-------- MATERIAL FOR THE TASK --------
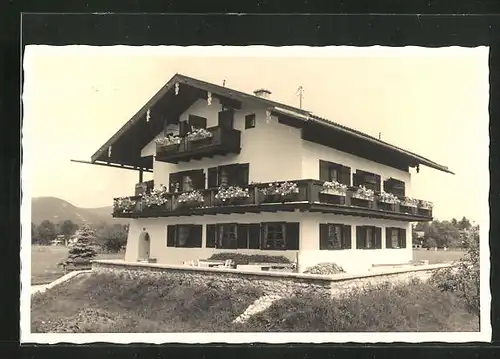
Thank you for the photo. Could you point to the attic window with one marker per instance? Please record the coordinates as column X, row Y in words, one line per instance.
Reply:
column 250, row 121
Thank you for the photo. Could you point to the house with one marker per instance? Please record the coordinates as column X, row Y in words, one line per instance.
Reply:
column 235, row 172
--------
GOAL OF THE EXERCISE: Say how many lines of the listing above contain "record". Include nothing besides the number.

TASK ANSWER: 2